__What is asked__: Show every line in the entries below that contains the word "horizon", copying each such line as it appears.

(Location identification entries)
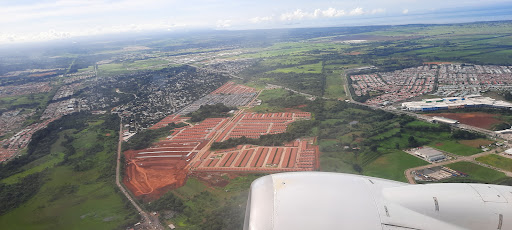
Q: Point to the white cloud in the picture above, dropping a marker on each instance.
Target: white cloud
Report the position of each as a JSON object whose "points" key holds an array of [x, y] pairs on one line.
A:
{"points": [[223, 23], [261, 19], [331, 12], [356, 11], [377, 11], [328, 13], [296, 15]]}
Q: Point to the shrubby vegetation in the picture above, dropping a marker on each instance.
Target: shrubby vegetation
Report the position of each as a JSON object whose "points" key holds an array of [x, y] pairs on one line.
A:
{"points": [[209, 111], [169, 201], [465, 135], [144, 139], [42, 140], [13, 195]]}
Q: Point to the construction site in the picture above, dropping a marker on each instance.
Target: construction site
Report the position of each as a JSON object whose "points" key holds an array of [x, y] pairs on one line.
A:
{"points": [[166, 164]]}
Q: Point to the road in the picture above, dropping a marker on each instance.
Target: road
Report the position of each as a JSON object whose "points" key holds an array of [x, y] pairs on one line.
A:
{"points": [[410, 177], [148, 221], [421, 117]]}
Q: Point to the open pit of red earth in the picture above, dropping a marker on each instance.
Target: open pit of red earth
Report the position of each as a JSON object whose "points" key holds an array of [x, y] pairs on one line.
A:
{"points": [[477, 119], [151, 172], [150, 178]]}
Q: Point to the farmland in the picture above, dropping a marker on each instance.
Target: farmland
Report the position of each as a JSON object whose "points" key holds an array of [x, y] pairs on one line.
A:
{"points": [[497, 161], [477, 173], [63, 200], [152, 171]]}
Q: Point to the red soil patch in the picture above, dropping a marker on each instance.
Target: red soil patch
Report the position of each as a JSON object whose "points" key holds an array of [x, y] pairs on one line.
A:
{"points": [[436, 63], [149, 178], [478, 119], [41, 74]]}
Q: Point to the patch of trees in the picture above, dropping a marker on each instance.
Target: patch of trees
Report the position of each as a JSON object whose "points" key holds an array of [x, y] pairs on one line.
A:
{"points": [[412, 142], [288, 101], [13, 195], [144, 139], [169, 201], [295, 130], [42, 140], [209, 111], [465, 135]]}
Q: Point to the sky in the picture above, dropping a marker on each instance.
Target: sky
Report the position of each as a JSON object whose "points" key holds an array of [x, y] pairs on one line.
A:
{"points": [[41, 20]]}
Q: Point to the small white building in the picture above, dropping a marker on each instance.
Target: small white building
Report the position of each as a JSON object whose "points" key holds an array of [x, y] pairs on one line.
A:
{"points": [[430, 154], [445, 120]]}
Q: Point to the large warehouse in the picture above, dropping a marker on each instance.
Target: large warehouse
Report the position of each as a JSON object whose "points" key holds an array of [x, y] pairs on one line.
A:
{"points": [[470, 101], [430, 154]]}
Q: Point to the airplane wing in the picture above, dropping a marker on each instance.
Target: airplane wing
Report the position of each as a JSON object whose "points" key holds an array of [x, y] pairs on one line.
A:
{"points": [[321, 200]]}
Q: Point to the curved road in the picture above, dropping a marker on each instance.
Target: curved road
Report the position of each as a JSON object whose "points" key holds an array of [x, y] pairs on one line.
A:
{"points": [[148, 221]]}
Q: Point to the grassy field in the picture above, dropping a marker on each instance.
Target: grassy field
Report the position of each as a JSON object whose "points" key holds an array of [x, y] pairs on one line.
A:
{"points": [[392, 166], [78, 194], [476, 143], [455, 147], [497, 161], [334, 86], [478, 173], [311, 68], [31, 100], [203, 201]]}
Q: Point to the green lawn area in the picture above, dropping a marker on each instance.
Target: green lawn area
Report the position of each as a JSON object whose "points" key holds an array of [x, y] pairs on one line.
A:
{"points": [[28, 101], [334, 87], [392, 166], [72, 198], [268, 95], [477, 173], [93, 206], [311, 68], [456, 148], [497, 161], [47, 162]]}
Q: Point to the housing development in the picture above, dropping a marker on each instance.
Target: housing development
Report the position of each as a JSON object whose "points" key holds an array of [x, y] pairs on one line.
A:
{"points": [[186, 150], [445, 80]]}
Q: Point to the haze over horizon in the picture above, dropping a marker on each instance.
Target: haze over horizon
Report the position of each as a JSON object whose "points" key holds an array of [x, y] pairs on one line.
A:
{"points": [[30, 20]]}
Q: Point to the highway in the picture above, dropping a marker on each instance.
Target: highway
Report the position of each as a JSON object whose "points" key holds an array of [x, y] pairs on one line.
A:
{"points": [[148, 221]]}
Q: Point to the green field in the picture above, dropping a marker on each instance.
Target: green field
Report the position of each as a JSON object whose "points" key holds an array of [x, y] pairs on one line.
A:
{"points": [[334, 85], [393, 165], [267, 95], [497, 161], [311, 68], [477, 173], [77, 193], [454, 147]]}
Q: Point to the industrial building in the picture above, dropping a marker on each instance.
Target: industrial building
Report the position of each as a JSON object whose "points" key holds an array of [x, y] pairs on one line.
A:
{"points": [[444, 120], [470, 101], [430, 154]]}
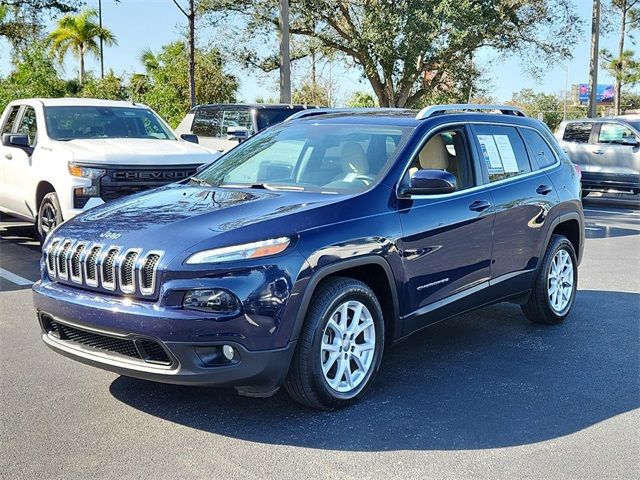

__The reply__:
Q: Point to the haze over horizon in the picture above, dropping a marker on each instance.
Target: haze over horizon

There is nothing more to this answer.